Task brief =
Count the lines in the items below that contain the string "green". Give only the number.

Data section =
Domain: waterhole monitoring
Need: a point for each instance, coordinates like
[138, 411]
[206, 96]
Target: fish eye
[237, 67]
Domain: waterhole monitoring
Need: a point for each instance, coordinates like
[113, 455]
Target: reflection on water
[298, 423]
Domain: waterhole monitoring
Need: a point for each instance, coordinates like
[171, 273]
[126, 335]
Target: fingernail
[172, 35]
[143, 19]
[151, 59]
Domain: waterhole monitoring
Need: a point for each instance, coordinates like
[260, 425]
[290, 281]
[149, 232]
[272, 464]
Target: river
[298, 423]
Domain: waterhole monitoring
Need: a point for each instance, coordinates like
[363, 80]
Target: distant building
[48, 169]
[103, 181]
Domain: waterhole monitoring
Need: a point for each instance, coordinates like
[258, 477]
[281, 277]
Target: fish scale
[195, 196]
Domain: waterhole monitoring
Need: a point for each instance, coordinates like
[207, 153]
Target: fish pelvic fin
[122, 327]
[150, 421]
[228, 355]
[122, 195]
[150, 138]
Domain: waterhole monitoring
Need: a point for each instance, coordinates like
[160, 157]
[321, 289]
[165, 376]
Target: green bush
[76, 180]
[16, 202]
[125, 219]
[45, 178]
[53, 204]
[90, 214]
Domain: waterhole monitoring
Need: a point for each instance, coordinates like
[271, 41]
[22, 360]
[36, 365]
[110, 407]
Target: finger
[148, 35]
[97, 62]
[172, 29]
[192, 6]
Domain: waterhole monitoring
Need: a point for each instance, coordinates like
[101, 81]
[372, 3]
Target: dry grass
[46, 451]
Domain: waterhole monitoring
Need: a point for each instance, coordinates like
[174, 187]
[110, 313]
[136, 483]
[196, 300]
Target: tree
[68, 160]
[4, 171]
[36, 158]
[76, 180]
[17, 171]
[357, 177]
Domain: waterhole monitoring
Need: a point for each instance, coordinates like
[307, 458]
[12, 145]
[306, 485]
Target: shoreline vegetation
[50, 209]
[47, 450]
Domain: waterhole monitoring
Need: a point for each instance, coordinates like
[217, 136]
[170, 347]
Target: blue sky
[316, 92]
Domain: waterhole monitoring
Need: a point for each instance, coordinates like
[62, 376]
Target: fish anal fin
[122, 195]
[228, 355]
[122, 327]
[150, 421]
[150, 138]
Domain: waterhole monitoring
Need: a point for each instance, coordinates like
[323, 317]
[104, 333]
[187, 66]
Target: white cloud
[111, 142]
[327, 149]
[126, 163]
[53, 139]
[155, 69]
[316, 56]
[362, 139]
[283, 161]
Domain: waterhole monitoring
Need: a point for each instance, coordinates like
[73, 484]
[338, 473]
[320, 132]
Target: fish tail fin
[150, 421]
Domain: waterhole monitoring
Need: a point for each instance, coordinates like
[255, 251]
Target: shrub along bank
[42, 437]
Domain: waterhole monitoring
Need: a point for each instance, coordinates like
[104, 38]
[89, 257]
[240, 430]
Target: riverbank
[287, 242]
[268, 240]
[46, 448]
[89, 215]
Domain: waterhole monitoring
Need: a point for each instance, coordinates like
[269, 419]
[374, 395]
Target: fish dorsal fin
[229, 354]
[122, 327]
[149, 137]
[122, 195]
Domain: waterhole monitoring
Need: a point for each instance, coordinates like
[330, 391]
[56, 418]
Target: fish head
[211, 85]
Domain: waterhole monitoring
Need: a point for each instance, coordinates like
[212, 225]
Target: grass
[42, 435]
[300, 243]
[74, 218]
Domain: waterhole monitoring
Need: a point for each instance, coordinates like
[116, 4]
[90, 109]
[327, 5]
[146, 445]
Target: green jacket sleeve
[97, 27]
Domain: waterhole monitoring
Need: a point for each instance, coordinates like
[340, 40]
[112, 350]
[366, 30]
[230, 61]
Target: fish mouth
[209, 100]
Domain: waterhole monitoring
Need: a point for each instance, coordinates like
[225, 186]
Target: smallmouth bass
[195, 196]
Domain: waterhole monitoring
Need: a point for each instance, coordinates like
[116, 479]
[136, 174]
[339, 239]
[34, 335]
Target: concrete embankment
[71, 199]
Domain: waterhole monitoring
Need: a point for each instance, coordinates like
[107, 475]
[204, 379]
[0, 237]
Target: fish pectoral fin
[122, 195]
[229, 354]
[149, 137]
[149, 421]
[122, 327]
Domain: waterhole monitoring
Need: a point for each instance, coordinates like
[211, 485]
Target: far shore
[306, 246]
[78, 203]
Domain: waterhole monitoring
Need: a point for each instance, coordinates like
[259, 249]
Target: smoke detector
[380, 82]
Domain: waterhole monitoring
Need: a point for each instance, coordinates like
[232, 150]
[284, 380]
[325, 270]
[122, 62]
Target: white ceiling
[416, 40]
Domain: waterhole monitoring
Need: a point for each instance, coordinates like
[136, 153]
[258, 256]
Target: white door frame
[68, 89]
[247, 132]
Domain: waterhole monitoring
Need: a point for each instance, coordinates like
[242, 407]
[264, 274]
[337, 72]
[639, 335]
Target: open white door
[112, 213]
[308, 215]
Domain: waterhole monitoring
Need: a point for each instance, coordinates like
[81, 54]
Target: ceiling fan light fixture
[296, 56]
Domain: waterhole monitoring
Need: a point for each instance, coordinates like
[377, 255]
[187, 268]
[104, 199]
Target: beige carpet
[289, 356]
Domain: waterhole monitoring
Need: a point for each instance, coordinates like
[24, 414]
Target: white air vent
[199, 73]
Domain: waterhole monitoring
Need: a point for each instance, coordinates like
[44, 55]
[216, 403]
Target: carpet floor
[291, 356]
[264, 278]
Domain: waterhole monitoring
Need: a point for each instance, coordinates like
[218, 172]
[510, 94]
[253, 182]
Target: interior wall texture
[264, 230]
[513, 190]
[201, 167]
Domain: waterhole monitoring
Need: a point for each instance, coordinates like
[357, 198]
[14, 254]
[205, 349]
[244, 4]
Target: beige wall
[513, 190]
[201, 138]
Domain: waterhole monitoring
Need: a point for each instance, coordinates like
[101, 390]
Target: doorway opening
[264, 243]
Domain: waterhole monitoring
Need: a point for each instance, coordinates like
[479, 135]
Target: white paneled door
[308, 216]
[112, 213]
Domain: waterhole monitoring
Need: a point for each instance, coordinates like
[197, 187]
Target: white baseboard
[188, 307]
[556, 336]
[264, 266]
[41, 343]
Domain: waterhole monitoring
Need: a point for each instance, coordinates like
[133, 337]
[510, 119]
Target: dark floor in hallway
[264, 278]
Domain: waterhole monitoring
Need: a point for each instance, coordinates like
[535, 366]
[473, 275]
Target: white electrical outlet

Complete output =
2